Top of Task inputs

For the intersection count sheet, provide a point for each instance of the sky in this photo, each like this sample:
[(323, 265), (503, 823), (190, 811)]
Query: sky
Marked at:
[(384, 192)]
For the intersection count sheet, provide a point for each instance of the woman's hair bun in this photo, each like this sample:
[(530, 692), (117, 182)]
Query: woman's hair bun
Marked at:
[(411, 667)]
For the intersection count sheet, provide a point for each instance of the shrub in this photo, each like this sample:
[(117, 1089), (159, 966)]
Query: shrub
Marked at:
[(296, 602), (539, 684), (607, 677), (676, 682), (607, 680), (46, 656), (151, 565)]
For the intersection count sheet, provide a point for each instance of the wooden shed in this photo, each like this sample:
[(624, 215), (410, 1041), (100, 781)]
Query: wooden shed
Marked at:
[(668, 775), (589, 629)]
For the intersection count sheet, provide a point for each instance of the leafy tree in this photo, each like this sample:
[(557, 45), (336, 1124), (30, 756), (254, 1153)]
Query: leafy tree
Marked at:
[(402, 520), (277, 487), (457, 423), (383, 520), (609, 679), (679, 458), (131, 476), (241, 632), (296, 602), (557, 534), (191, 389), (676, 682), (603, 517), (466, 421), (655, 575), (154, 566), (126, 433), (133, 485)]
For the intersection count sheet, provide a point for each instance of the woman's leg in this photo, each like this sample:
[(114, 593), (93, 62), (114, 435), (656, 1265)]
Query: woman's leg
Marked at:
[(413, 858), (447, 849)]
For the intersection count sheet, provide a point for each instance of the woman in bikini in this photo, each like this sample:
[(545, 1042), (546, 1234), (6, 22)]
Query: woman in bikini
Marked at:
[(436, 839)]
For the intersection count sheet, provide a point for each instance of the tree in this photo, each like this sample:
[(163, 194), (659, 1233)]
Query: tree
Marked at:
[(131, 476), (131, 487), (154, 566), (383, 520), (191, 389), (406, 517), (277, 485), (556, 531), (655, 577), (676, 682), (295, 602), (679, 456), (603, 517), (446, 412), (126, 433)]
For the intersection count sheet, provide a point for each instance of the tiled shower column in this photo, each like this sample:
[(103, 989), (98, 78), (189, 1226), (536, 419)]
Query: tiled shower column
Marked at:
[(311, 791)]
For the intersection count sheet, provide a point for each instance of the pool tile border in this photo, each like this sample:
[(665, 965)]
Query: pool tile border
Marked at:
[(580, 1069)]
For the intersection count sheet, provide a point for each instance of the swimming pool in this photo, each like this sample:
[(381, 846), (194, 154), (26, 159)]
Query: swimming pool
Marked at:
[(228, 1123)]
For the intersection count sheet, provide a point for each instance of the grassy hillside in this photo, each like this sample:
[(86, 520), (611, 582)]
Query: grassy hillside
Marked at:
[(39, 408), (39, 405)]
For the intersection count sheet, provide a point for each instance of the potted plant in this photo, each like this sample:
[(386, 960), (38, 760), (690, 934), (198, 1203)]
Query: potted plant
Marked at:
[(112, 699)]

Bottom of Task inputs

- Instructions to follow: The answer is each line from the entries above in which the word "shrub" occurs.

- Response to the exercise:
For the intersection count sheet, provide a point for each instance of the shrub in this photo, each like this sample:
Query: shrub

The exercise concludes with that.